-- start of Data listing --
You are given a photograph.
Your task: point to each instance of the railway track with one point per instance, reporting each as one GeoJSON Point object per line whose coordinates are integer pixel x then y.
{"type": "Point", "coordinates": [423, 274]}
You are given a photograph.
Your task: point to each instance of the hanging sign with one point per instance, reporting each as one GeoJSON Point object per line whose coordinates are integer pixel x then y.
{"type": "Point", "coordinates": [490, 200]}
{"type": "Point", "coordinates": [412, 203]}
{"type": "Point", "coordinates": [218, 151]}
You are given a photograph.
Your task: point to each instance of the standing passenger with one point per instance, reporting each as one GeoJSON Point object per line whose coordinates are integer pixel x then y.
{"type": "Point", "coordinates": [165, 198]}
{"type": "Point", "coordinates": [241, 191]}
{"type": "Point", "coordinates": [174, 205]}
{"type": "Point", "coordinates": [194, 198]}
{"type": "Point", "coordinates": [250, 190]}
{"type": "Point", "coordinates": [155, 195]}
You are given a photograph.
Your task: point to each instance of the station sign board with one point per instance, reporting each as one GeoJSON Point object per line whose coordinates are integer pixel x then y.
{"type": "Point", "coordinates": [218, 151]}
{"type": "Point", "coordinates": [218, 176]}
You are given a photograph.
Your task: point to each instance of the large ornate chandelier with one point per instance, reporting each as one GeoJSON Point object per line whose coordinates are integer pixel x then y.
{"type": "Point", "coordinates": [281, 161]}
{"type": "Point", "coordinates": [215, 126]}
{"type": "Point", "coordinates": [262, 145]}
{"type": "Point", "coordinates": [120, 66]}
-- end of Data listing --
** What to produce **
Nothing in the data may differ; print all of it exactly as written.

** Full response **
You are given a photograph.
Your task: point to each instance of the railway track with one point per instance, reporting each as one GeoJSON Point object per line whose coordinates are integer pixel x then y.
{"type": "Point", "coordinates": [423, 274]}
You are given a photograph.
Your task: point to each instance of the hanging sign with one point per instance, reporting each as one GeoJSON Point object per line whose coordinates are integer pixel x then y.
{"type": "Point", "coordinates": [490, 200]}
{"type": "Point", "coordinates": [412, 203]}
{"type": "Point", "coordinates": [218, 151]}
You are given a photograph.
Your task: point to each instance of the standing passenger with one point per instance, reporting each as one GeoJSON Point object per line whose coordinates are integer pixel x then y.
{"type": "Point", "coordinates": [165, 198]}
{"type": "Point", "coordinates": [241, 191]}
{"type": "Point", "coordinates": [174, 205]}
{"type": "Point", "coordinates": [194, 198]}
{"type": "Point", "coordinates": [250, 190]}
{"type": "Point", "coordinates": [155, 195]}
You are given a photograph.
Your task: point to each instance of the station sign board with one point per instance, reporting each as one GeoJSON Point object per line whose coordinates are integer pixel x then y.
{"type": "Point", "coordinates": [218, 151]}
{"type": "Point", "coordinates": [218, 176]}
You are given a photograph.
Your task: point to each instance of the large ornate chandelier with one point per instance, reporting each as one GeoJSON Point object per line whose coordinates are integer pixel x then y.
{"type": "Point", "coordinates": [281, 161]}
{"type": "Point", "coordinates": [215, 126]}
{"type": "Point", "coordinates": [262, 145]}
{"type": "Point", "coordinates": [120, 66]}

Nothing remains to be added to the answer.